**WHAT TO DO**
The lines from the one holding "Identify each instance of the rice" to the end of the records below, exactly as written, are the only thing to return.

····················

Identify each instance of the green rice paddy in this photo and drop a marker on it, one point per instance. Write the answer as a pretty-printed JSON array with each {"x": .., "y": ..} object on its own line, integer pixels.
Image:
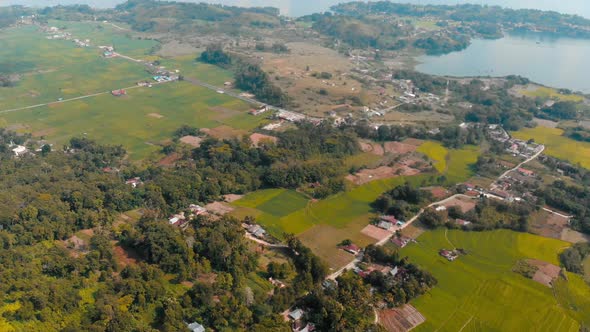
[
  {"x": 455, "y": 164},
  {"x": 140, "y": 121},
  {"x": 480, "y": 292},
  {"x": 557, "y": 145}
]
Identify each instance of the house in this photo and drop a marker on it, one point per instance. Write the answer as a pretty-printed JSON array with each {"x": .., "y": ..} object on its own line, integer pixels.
[
  {"x": 257, "y": 231},
  {"x": 450, "y": 255},
  {"x": 118, "y": 93},
  {"x": 19, "y": 151},
  {"x": 469, "y": 186},
  {"x": 276, "y": 283},
  {"x": 259, "y": 110},
  {"x": 197, "y": 210},
  {"x": 296, "y": 314},
  {"x": 394, "y": 271},
  {"x": 135, "y": 182},
  {"x": 195, "y": 327},
  {"x": 352, "y": 248},
  {"x": 298, "y": 327},
  {"x": 401, "y": 241},
  {"x": 385, "y": 225},
  {"x": 177, "y": 219},
  {"x": 462, "y": 222},
  {"x": 389, "y": 219},
  {"x": 526, "y": 172}
]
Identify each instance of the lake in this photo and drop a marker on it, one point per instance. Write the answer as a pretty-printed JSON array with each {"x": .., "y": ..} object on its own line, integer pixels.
[
  {"x": 305, "y": 7},
  {"x": 555, "y": 62}
]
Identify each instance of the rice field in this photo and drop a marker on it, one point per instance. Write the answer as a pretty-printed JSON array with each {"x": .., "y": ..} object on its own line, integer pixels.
[
  {"x": 479, "y": 291},
  {"x": 455, "y": 164},
  {"x": 140, "y": 121},
  {"x": 557, "y": 145}
]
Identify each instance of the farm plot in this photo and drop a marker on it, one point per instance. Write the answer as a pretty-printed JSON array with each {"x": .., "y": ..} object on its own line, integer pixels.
[
  {"x": 54, "y": 69},
  {"x": 126, "y": 120},
  {"x": 479, "y": 291},
  {"x": 558, "y": 145},
  {"x": 455, "y": 164}
]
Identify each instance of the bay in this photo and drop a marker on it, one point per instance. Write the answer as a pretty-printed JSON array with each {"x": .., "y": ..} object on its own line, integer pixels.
[
  {"x": 555, "y": 62},
  {"x": 305, "y": 7}
]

····················

**WRITTEN ANSWER**
Identify each instance of the rice field in this photo and drop a marker on it, one point per instance. Write the answer as a pretty-printed JSON array with each {"x": .., "y": ..} object on its own line, integer pixels.
[
  {"x": 479, "y": 291},
  {"x": 455, "y": 164},
  {"x": 140, "y": 121},
  {"x": 557, "y": 145}
]
Identify each instance of the farm plot in this photo and drop a marker on it, one point per instance. Write the answer as a pretty-printed JSON array with each {"x": .., "y": ..} object on its own line, integer pixels.
[
  {"x": 54, "y": 69},
  {"x": 126, "y": 120},
  {"x": 479, "y": 291},
  {"x": 558, "y": 145},
  {"x": 455, "y": 164}
]
Identify each instance of the bay in this photo and drop a marker on it, one point per instance. Write the answer as a pretty-printed JSON array with each {"x": .., "y": ..} object on its own line, integer pixels.
[
  {"x": 555, "y": 62},
  {"x": 305, "y": 7}
]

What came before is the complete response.